:: SOURCE

The partisans of Tooke, accordingly, both in England and in our own country, sung the song of triumph. Dr. Darwin, a man of genius, but nevertheless of an ardent temperament, and assuredly a much more competent judge of questions in botany or physic, which he had studied, than of the science of philology, which he had not-Dr. Darwin, we say, in that curious work called Zoönomia, proclaimed to the world, that Horne Tooke had "unfolded by a single flash of light the whole theory of language, which had so long been buried beneath the learned lumber of the Schools." The influence of opinions like these would be naturally felt in our country, where philological learning was quite as low, to say the least, as it was in England. Tooke was accordingly hailed as an oracle, and Johnson was decried as a numskull. Our learned countryman, Mr. Webster, who has experienced the fate of a "prophet in his own country," and has not yet been able, even as far as his real learning gave him a right, to guide the opinions of a free country-he, we say, in his earlier life, caught the flame kindled by the "Diversions of Purley," and promulgated with the usual ardour of youth, the opinions of Tooke, without that discrimination among them, which his own subsequent researches have obliged him to make. This fervour, however, is now much abated; the very questions to which Tooke's publication gave rise, obliged the scholars of England to commence the long-neglected study of their own language, and its kindred dialects of the North; and among them, as well as among the scholars of the continent of Europe, the subject of general philology began to excite attention.

::::

■ GIVEN INSTRUCTION A ■
Please write out the entries from the line containing "field, one per instance" through the last line of the entries, both ends included, with nothing altered.

:: INPUT FOR THIS TASK

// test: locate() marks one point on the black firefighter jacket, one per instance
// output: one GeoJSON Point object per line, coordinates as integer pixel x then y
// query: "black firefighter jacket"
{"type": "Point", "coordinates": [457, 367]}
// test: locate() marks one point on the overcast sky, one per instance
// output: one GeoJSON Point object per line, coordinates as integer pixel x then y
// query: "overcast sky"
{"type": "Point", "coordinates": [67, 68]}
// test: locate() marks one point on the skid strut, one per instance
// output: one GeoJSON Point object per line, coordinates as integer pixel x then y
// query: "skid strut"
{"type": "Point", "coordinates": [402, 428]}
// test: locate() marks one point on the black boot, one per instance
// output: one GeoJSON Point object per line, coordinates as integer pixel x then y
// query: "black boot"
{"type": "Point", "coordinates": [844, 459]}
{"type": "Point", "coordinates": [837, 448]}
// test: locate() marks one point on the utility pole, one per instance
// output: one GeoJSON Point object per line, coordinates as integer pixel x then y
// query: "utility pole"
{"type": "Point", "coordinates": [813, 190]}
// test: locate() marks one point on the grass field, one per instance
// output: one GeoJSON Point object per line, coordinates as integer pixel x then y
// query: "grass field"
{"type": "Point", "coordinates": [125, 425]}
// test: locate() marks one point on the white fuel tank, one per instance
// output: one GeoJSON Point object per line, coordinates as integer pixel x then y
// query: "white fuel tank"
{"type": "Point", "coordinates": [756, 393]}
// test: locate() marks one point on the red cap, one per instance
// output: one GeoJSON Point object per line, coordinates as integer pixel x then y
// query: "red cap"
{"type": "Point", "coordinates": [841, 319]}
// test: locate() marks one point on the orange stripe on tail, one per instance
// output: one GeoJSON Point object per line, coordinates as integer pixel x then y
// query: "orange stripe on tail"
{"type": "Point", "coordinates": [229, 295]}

::::

■ GIVEN INSTRUCTION B ■
Summarize the passage on Horne Tooke in two sentences.

■ ANSWER A ■
// test: locate() marks one point on the grass field, one per instance
// output: one GeoJSON Point object per line, coordinates as integer pixel x then y
// query: "grass field"
{"type": "Point", "coordinates": [125, 425]}
// test: locate() marks one point on the white fuel tank, one per instance
// output: one GeoJSON Point object per line, coordinates as integer pixel x then y
// query: "white fuel tank"
{"type": "Point", "coordinates": [756, 393]}
// test: locate() marks one point on the red cap, one per instance
// output: one GeoJSON Point object per line, coordinates as integer pixel x then y
// query: "red cap"
{"type": "Point", "coordinates": [841, 319]}
// test: locate() marks one point on the orange stripe on tail, one per instance
// output: one GeoJSON Point object per line, coordinates as integer pixel x then y
// query: "orange stripe on tail"
{"type": "Point", "coordinates": [229, 295]}

■ ANSWER B ■
Tooke's partisans in England and America celebrated his work: Dr. Darwin declared in Zoönomia that Tooke had unfolded the whole theory of language, Tooke was hailed as an oracle while Johnson was decried, and Mr. Webster in his earlier life spread Tooke's opinions without discrimination. That fervor has since abated, because the questions Tooke raised led English scholars to study their own language and its kindred Northern dialects, and general philology began to attract attention in England and on the Continent.